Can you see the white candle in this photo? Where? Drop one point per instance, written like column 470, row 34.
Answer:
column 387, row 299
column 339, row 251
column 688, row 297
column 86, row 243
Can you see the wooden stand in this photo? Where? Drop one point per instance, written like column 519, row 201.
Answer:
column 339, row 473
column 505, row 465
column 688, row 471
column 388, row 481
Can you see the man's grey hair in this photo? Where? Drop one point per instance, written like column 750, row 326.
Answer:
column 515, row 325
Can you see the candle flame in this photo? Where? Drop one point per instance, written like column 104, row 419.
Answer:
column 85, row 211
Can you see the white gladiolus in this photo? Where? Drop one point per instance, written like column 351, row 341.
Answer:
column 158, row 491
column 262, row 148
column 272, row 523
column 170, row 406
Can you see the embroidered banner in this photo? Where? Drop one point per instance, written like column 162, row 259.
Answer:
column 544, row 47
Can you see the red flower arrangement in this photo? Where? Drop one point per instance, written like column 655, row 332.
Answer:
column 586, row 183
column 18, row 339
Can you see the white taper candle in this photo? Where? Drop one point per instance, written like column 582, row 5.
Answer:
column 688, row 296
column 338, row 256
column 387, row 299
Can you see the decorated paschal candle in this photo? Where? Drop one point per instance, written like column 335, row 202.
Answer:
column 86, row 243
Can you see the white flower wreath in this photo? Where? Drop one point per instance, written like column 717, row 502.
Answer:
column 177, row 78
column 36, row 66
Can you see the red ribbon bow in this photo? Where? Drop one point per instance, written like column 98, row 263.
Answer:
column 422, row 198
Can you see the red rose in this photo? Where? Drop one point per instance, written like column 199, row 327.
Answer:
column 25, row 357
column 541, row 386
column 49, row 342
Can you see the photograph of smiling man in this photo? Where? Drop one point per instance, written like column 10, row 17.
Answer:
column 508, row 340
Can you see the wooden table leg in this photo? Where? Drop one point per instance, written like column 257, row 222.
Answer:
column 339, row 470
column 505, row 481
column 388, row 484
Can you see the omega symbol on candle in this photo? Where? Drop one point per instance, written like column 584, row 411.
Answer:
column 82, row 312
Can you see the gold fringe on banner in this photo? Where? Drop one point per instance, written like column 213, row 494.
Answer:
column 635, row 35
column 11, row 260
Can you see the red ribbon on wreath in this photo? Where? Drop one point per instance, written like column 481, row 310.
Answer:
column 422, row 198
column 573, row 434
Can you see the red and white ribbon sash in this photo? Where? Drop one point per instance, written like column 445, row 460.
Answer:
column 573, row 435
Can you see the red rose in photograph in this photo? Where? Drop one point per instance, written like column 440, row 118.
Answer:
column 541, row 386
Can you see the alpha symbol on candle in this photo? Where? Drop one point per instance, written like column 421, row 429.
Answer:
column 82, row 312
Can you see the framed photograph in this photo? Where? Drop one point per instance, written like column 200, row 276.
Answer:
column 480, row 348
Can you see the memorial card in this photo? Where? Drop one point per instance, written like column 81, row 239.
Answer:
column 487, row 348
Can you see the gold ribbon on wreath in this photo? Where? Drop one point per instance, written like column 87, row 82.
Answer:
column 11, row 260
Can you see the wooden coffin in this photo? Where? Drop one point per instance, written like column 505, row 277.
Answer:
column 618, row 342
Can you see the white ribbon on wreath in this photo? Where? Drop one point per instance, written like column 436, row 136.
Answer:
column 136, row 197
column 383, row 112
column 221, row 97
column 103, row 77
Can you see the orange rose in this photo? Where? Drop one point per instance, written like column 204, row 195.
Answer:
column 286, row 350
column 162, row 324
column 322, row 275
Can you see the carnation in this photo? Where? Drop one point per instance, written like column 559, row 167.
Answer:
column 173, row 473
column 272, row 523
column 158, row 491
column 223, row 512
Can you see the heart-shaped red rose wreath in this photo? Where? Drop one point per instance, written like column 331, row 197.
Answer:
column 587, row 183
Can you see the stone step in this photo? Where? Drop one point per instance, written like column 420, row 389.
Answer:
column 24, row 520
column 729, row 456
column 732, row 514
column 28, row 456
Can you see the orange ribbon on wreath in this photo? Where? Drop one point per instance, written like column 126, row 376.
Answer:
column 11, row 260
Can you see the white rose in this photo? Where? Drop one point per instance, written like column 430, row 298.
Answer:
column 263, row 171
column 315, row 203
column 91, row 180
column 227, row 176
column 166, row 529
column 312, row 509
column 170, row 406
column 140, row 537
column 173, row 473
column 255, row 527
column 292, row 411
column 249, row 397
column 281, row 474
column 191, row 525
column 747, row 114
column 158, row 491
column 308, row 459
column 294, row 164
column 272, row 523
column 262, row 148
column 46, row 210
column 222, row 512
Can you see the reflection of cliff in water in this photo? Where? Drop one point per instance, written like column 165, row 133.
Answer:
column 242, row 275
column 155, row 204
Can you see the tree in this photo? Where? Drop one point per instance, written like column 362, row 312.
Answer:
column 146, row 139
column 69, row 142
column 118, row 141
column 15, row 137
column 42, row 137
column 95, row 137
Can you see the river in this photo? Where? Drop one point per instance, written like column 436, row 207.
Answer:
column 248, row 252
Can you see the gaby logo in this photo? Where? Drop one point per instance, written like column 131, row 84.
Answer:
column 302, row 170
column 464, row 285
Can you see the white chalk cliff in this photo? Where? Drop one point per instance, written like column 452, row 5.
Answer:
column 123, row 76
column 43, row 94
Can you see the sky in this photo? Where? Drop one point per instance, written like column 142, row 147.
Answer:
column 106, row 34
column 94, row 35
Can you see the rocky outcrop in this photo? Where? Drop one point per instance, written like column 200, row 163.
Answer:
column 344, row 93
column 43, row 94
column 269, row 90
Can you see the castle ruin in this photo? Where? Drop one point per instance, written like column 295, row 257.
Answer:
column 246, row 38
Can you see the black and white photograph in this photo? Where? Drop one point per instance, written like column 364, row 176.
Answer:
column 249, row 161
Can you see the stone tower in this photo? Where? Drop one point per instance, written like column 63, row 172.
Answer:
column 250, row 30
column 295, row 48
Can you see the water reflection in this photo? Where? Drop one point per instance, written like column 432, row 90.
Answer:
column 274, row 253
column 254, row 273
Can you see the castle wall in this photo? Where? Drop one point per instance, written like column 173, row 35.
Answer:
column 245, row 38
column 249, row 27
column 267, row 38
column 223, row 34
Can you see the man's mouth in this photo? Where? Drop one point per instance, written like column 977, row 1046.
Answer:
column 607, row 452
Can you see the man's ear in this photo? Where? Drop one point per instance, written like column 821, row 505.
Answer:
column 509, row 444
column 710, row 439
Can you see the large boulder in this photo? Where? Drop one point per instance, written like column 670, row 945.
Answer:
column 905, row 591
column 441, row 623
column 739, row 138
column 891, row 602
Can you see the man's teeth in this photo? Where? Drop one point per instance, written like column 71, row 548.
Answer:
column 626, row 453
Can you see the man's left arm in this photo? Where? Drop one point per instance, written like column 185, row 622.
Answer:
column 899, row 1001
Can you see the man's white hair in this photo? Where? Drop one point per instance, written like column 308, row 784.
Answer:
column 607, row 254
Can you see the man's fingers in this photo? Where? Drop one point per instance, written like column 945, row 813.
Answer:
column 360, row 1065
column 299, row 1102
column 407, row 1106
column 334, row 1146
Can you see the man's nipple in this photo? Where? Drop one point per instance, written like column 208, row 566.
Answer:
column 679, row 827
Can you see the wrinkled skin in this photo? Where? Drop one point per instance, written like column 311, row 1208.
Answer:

----

**Problem to work on**
Copy all of the data above word for word, keeping every line as it is.

**Complete response**
Can you see the white candle in this photo? Where? Drop one point per instance, written like column 470, row 34.
Answer:
column 387, row 299
column 339, row 251
column 688, row 297
column 86, row 243
Can you see the wooden stand in this photo? Where? Drop one point per instance, written like column 519, row 201.
Answer:
column 339, row 473
column 505, row 465
column 688, row 471
column 388, row 481
Can you see the man's grey hair in this photo? Where? Drop one point per instance, written like column 750, row 326.
Answer:
column 515, row 325
Can you see the candle flame in this photo? Where? Drop one point per instance, written like column 104, row 419.
Answer:
column 85, row 211
Can you see the white gladiolus in this photo? Where? Drop one point per instance, written like column 351, row 341.
Answer:
column 158, row 491
column 262, row 148
column 272, row 523
column 170, row 406
Can you see the embroidered banner in this photo? Where? Drop one point per instance, written like column 162, row 259.
Answer:
column 544, row 47
Can you see the red flower arrangement in this photo? Where? Drop one point per instance, written like column 655, row 332.
Answer:
column 586, row 183
column 18, row 339
Can you see the white taper candle in this photo? Where? Drop one point per instance, written like column 582, row 5.
Answer:
column 688, row 296
column 338, row 256
column 387, row 299
Can you see the decorated paschal candle in this photo? Where? Drop one point per instance, written like column 335, row 202.
Answer:
column 86, row 243
Can you see the white flower wreath in this photo? Where? Drop one point per instance, written like column 717, row 502.
Answer:
column 177, row 78
column 36, row 66
Can you see the red ribbon bow in this photo? Where? Drop one point per instance, written like column 98, row 263.
Answer:
column 422, row 198
Can you see the red rose in this photo? Where? Drop one point per instance, written like column 199, row 327.
Answer:
column 25, row 357
column 541, row 386
column 49, row 342
Can you see the photograph of smiling man in this photo? Where? Drop one point per instance, written like column 10, row 17.
Answer:
column 508, row 340
Can you see the wooden table leg in this photo? Where? Drop one point per instance, written like column 257, row 222.
Answer:
column 339, row 470
column 505, row 481
column 388, row 484
Can you see the omega symbol on candle in this photo? Where? Drop one point per instance, written like column 584, row 411.
Answer:
column 82, row 312
Can you see the gold fringe on banner in this photo? Where? Drop one point per instance, written like column 213, row 494.
Answer:
column 635, row 35
column 11, row 260
Can you see the red ribbon on wreath in this photo? Where? Drop one point per instance, written like column 481, row 310.
Answer:
column 422, row 198
column 573, row 434
Can you see the red and white ribbon sash in this photo? Where? Drop one point per instance, written like column 445, row 460.
Answer:
column 573, row 435
Can you see the red rose in photograph in this photo? Where? Drop one point per instance, written like column 440, row 118.
Answer:
column 541, row 386
Can you see the alpha symbol on candle in this photo? Where? Drop one point per instance, written like column 421, row 429.
Answer:
column 82, row 312
Can you see the framed photograph in this photo? Where? Drop one point per instance, written like column 200, row 276.
Answer:
column 480, row 348
Can you see the memorial card in this photo? Where? Drop one point per instance, written like column 81, row 239.
Answer:
column 487, row 348
Can you see the gold ribbon on wreath in this photo? Where? Drop one point per instance, written like column 87, row 82.
Answer:
column 11, row 260
Can you see the wooden coffin in this photo? Where? Drop one point per instance, written like column 505, row 277.
Answer:
column 618, row 342
Can you see the white ribbon on wreath in this photo? Where? Drop one point per instance, written like column 436, row 136.
Answer:
column 136, row 197
column 383, row 112
column 221, row 97
column 103, row 77
Can you see the orange rose in this photo? Where? Drop one point per instance, written like column 204, row 195.
Answer:
column 286, row 350
column 162, row 324
column 322, row 275
Can you see the carnation in this photo? Where? Drop one point per instance, written like column 559, row 167.
Answer:
column 173, row 473
column 272, row 523
column 158, row 491
column 223, row 512
Can you see the heart-shaped red rose wreath in this photo? Where? Drop one point per instance, written like column 331, row 197.
Answer:
column 587, row 183
Can you see the stone step in this photo? Where? Drop one point per instance, written like column 420, row 389.
Answer:
column 24, row 520
column 729, row 456
column 732, row 514
column 28, row 456
Can you see the orange ribbon on wreath in this photo? Where? Drop one point per instance, written like column 126, row 376.
Answer:
column 11, row 260
Can you see the white rose in this photo? Where? Drop one point per instance, written like column 430, row 298.
Answer:
column 263, row 171
column 315, row 203
column 91, row 180
column 227, row 176
column 166, row 529
column 312, row 509
column 170, row 406
column 140, row 537
column 173, row 473
column 255, row 527
column 292, row 411
column 249, row 397
column 281, row 474
column 191, row 525
column 747, row 114
column 158, row 491
column 308, row 459
column 294, row 164
column 272, row 523
column 262, row 148
column 46, row 210
column 222, row 512
Can you see the reflection of cliff in water in this photo? Where? Drop one point per instance, written like column 165, row 133.
Answer:
column 242, row 275
column 155, row 204
Can you see the tree in this photo? Where? Drop one point per instance, written like column 362, row 312.
Answer:
column 146, row 139
column 69, row 142
column 118, row 141
column 15, row 137
column 42, row 137
column 95, row 137
Can you see the river in this photo? Where? Drop one point per instance, written like column 436, row 207.
Answer:
column 248, row 252
Can you see the gaby logo in this photo? Where? Drop one point per instance, written like column 131, row 84.
Answer:
column 302, row 170
column 464, row 285
Can you see the white chalk cliff in this photo? Where? Drop one point per instance, written like column 452, row 5.
Answer:
column 123, row 76
column 43, row 94
Can you see the sky in this photo? Where? Drop one point per instance, written like column 142, row 147.
Answer:
column 106, row 34
column 94, row 35
Can you see the rocky outcrop in this photo? Where? Drop one point per instance, written like column 200, row 163.
Answer:
column 344, row 93
column 43, row 94
column 269, row 90
Can you see the castle ruin in this photo? Where? Drop one point per instance, written like column 295, row 257.
Answer:
column 246, row 38
Can you see the black and white photograph in this photo? Where? Drop one point per instance, written like column 364, row 176.
Answer:
column 249, row 161
Can you see the stone tower in this photo? Where? Drop one point per instance, written like column 63, row 172.
Answer:
column 250, row 30
column 295, row 48
Can you see the water reflection in this photo? Where? Drop one point per instance, written like column 432, row 90.
Answer:
column 274, row 253
column 254, row 273
Can you see the castle wall in this photo? Where? Drop one point per instance, written like column 173, row 35.
Answer:
column 245, row 38
column 249, row 27
column 267, row 38
column 223, row 34
Can you see the man's mouth in this photo? Where? Drop one point per instance, written like column 977, row 1046.
Answer:
column 607, row 452
Can you see the man's ear in this photo? Where? Drop one point per instance, written like column 821, row 505.
Answer:
column 509, row 444
column 710, row 439
Can you see the large boulder in this photo? Where? Drop one point per instance, written like column 670, row 945.
Answer:
column 905, row 591
column 441, row 623
column 739, row 138
column 891, row 602
Can you see the man's teeth in this photo? Where? Drop one point per instance, written like column 71, row 548.
Answer:
column 626, row 453
Can you see the man's left arm in this photo? Where? Drop one point per instance, written like column 185, row 622.
Answer:
column 899, row 1001
Can you see the man's white hair in this photo? Where? Drop one point per instance, written like column 308, row 784.
Answer:
column 607, row 254
Can you see the man's fingers in this photo? Where? Drop one point per instance, written like column 945, row 813.
Answer:
column 360, row 1065
column 299, row 1102
column 407, row 1106
column 334, row 1146
Can you see the man's nipple in this photo? Where? Drop one point per instance, written like column 208, row 566.
Answer:
column 679, row 827
Can you see the wrinkled skin in this photo? Where? Drop one point per instance, written like column 311, row 1208.
Answer:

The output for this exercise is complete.